Tabii. 12 Haziran seçimleri, öncesi ve sonrası itibariyle farklı bir şekilde yaşandı. Her şeye rağmen MHP yüzde 13 gibi önemli bir seçmen desteğini alarak grubunu kurdu. O süreçte şahsımız kirli saldırının mağduru durumundayken, bu komployu kuranlara ‘eyvallah’ dememek adına, risk alarak adaylığımı sürdürdüm. Hassas bir süreçten geçtiğimiz için normalde Meclis’in açıldığı gün yemin etmeyi düşünmüyordum. Ama sözüne itibar ettiğim, siyasi tecrübesi olan insanlarla yaptığım değerlendirmelerde boykot kararı ile Meclis’e gelmeyen milletvekilleri olunca gününde yemin etmeye karar verdim. Aynı rotada görünmemek hassasiyetiyle yeminimi ettim.
* Bahçeli ile kasetler çıktıktan sonra ihraç süreci başlamadan görüşme talebiniz oldu mu?
Yok.
* TBMM Başkanlığı’nda kime oy verdiniz?
Tunca Toskay Bey’e oy verdim.
* MHP sizin için YSK’ya başvurdu, adaylığınızın düşürülmesini istedi. Bu ısrarınızla Sayın Bahçeli’ye ve teşkilatınıza bir haksızlık yaptığınızı düşünüyor musunuz?
Hem partim hem partililerim benim hassasiyetimi bilirler. Faydacı ve Makyavelist bir anlayışla partimin bünyesinde siyasi hayatımı sürdürmedim. Ağır süreçlerin, zor dönemlerin içinde bulundum. 12 Eylül döneminde çok ağır sosyal maliyet ödeyen ülküdaşlardan biriyim. 12 yıl cezaevinde kaldım. Ağır ve zor şartlarda mücadele ettim ama hiçbir zaman partimden menfaat umarak karşılık beklemedim. Yaptığım MHP’ye dönük bir saldırıda risk alarak komployu kuran, kurgulayan güç odaklarına karşı meydan okumaktır. Partim, partili arkadaşlarım hele hele sayın genel başkanımla bir problem oluşturayım, ‘rağmen’ hareket edeyim düşüncesini hiçbir zaman aklımın ucundan geçirmedim. Bu olaydan dolayı yakınlarım, aile bireylerim, dava arkadaşlarım ciddi manevi tahribat gördü. Bir karşılığı olmalı, o da komployu kuranlarla hesaplaşmaktır. Ucunda ne risk olacaksa, ödenmesi gereken bedel neyse onu ödeyerek, o riski göğüsleyerek, böyle bir karar aldım. Yoksa milletvekilliği benim için vazgeçilmez değil.

* [Verilen Bilgiler]
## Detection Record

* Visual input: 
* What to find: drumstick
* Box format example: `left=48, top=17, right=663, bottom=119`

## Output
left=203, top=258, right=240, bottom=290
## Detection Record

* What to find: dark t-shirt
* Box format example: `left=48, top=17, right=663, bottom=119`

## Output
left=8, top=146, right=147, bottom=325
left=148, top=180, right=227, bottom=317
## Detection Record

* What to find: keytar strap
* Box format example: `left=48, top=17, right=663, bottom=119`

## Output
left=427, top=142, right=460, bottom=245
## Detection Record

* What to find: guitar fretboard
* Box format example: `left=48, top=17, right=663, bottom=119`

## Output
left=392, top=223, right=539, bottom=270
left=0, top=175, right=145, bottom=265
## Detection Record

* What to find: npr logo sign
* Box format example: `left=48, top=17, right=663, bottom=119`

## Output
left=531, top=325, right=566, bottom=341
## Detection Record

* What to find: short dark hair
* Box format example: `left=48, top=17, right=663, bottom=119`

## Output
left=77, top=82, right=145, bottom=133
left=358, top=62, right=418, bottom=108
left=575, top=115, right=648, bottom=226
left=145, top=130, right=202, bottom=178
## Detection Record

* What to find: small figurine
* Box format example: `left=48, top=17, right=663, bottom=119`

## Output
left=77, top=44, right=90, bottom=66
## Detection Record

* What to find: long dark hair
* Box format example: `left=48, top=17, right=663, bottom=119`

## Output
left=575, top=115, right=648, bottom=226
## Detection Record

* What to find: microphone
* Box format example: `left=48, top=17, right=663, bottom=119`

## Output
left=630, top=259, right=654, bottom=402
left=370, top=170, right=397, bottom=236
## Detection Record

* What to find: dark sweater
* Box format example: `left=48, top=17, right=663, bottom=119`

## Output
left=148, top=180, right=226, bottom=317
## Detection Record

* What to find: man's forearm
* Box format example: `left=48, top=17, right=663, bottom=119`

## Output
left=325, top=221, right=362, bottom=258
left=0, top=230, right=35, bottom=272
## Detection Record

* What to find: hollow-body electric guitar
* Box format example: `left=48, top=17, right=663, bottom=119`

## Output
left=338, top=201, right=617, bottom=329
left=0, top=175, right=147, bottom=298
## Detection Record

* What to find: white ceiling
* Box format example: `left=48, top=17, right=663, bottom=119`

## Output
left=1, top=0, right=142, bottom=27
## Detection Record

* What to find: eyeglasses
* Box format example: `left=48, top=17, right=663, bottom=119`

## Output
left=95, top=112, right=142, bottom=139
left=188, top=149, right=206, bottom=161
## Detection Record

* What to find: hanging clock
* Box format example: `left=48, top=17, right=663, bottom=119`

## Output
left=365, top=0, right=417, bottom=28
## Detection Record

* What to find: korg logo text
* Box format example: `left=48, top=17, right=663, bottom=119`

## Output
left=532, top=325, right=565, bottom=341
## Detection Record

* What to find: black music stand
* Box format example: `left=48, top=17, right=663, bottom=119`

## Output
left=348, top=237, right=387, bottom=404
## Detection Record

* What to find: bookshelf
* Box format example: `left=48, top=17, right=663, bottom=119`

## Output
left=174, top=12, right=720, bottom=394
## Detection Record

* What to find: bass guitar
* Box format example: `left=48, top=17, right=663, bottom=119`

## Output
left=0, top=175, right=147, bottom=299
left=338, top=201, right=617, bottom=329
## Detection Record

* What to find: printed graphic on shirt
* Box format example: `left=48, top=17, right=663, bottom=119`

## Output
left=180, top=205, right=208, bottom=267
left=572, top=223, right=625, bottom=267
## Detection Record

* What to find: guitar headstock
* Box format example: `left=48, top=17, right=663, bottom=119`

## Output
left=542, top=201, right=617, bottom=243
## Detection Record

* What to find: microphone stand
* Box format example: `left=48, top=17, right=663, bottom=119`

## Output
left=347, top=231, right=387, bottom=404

* [Yapılacak İşler]
**1)** Röportajın "Tabii. 12 Haziran" ifadesini içeren sözcüklerle açılıp "talebiniz oldu mu?" ile kapanan kısmını, "seçmen" yerine "halk" koyarak güncellenmiş hâliyle yeniden yazın.
**2)** Röportajda konuşan kişi kaç yıl cezaevinde kaldığını söylüyor?

* [Beklenen Sonuçlar]
**1)**
Tabii. 12 Haziran seçimleri, öncesi ve sonrası itibariyle farklı bir şekilde yaşandı. Her şeye rağmen MHP yüzde 13 gibi önemli bir halk desteğini alarak grubunu kurdu. O süreçte şahsımız kirli saldırının mağduru durumundayken, bu komployu kuranlara ‘eyvallah’ dememek adına, risk alarak adaylığımı sürdürdüm. Hassas bir süreçten geçtiğimiz için normalde Meclis’in açıldığı gün yemin etmeyi düşünmüyordum. Ama sözüne itibar ettiğim, siyasi tecrübesi olan insanlarla yaptığım değerlendirmelerde boykot kararı ile Meclis’e gelmeyen milletvekilleri olunca gününde yemin etmeye karar verdim. Aynı rotada görünmemek hassasiyetiyle yeminimi ettim.
* Bahçeli ile kasetler çıktıktan sonra ihraç süreci başlamadan görüşme talebiniz oldu mu?

**2)** 12 yıl.